RECORD SET section start
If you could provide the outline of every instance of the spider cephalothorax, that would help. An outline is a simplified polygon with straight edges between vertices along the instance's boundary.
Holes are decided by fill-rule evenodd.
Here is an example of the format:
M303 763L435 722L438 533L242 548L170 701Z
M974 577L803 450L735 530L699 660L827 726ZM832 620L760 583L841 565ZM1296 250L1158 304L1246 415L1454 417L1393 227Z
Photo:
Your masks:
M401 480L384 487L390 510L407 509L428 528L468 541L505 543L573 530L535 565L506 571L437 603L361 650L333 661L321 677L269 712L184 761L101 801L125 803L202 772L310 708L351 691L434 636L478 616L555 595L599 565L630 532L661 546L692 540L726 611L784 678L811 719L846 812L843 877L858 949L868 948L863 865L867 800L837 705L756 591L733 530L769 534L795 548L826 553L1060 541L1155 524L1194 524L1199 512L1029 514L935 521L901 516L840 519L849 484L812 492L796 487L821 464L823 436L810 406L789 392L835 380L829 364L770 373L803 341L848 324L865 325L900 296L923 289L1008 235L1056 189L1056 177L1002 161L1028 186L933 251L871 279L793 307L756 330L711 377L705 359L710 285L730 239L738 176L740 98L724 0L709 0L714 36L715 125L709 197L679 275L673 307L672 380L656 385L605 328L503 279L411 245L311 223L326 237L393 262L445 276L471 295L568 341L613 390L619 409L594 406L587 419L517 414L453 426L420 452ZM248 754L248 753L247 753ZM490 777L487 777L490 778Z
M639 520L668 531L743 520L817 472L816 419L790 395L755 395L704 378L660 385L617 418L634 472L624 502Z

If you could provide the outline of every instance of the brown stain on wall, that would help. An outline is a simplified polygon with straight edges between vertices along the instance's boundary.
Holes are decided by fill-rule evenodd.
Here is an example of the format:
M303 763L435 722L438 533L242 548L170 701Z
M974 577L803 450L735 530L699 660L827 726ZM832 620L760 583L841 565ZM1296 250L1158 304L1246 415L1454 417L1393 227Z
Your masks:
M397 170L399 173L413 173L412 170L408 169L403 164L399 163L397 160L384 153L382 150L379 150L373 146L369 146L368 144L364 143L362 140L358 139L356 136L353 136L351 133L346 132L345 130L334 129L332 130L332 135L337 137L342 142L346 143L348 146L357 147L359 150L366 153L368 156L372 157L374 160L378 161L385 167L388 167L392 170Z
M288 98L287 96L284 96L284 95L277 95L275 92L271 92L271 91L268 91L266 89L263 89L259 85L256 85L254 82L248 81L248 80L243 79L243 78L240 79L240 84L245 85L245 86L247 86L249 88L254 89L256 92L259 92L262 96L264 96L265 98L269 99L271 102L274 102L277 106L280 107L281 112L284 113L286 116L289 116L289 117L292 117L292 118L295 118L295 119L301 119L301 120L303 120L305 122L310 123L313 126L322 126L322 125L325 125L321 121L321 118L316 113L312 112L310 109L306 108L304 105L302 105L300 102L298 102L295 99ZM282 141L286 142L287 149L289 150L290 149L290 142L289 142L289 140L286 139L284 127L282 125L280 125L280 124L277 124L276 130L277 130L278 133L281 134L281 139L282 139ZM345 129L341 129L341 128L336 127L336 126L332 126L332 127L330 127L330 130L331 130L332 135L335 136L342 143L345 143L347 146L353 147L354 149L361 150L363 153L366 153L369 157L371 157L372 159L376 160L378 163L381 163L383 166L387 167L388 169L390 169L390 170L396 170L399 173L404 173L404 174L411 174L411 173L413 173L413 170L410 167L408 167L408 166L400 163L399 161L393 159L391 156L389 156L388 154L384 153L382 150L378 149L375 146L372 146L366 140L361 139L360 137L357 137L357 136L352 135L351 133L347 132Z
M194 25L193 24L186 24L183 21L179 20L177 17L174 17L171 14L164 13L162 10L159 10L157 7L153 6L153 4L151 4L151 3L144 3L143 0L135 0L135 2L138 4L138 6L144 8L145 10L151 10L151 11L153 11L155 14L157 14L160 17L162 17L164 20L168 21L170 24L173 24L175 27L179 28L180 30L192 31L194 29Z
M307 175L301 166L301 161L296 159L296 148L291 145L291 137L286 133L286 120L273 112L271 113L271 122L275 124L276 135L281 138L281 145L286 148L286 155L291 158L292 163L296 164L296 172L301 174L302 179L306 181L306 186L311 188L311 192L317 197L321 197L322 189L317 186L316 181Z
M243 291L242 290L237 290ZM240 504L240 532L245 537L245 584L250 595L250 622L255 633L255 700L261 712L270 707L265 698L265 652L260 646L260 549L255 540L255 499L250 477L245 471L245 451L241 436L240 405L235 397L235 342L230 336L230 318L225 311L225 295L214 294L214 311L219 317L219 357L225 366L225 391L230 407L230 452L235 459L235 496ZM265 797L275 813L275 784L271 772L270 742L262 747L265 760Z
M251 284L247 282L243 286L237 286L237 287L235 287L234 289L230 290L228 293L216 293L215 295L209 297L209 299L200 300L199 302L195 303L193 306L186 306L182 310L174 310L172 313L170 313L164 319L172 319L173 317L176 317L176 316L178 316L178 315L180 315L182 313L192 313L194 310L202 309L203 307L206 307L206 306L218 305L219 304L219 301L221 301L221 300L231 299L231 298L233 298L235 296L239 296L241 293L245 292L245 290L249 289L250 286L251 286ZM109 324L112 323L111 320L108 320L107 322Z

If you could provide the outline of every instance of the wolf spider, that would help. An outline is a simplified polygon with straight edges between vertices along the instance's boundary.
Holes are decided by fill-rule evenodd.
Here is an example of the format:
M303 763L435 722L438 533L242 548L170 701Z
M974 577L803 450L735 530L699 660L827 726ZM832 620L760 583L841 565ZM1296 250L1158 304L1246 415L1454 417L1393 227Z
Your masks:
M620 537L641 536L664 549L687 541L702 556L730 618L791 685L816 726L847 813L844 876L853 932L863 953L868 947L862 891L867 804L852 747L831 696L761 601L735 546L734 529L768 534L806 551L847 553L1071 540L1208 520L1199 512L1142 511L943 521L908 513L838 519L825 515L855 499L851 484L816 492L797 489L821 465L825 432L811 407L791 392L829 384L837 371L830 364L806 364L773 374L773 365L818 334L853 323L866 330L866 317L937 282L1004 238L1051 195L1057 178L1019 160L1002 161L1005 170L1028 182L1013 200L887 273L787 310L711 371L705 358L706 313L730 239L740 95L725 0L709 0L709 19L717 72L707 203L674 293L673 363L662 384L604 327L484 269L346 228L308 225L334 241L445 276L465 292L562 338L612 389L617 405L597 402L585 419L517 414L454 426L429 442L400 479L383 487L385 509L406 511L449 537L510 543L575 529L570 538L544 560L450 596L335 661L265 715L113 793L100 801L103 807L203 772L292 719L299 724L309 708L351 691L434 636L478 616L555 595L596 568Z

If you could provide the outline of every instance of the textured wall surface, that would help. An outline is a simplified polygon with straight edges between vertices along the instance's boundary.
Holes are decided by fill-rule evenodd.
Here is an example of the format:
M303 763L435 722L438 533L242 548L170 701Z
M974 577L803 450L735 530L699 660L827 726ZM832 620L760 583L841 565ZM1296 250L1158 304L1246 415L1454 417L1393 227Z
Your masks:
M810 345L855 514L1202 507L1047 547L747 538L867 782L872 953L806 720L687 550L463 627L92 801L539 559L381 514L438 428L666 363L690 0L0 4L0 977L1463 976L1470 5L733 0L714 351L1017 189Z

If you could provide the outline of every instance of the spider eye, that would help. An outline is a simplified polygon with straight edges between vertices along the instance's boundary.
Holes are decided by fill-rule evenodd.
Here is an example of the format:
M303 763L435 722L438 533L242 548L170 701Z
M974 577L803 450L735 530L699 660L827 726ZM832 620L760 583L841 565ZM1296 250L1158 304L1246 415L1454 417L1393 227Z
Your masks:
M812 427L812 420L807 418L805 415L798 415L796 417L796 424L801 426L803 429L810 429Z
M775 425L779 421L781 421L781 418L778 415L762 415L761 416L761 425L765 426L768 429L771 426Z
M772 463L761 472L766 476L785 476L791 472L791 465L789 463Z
RECORD SET section end
Using the entries above, find all lines with "provide". Copy them.

If you could provide the outline of every instance of the spider cephalothorax, that would help. An outline is a simplified polygon with straight edges between vertices along the instance's boundary.
If you could provide the outline of every instance of the brown stain on wall, that would help. An outline is a simplified polygon with straight edges between vertices along the instance's boundary.
If you could provide the outline of every instance of the wolf spider, that would help. An outline is a simplified polygon with straight edges between vertices along the instance's boundary.
If you could provide the outline of every instance of the textured wall surface, that would help. An outline is a simplified polygon with straight edges between vertices along the instance's boundary.
If you could provide the outline of every instance of the spider eye, that would help. An outline is a simplified polygon with straight edges between vertices along the instance's boundary.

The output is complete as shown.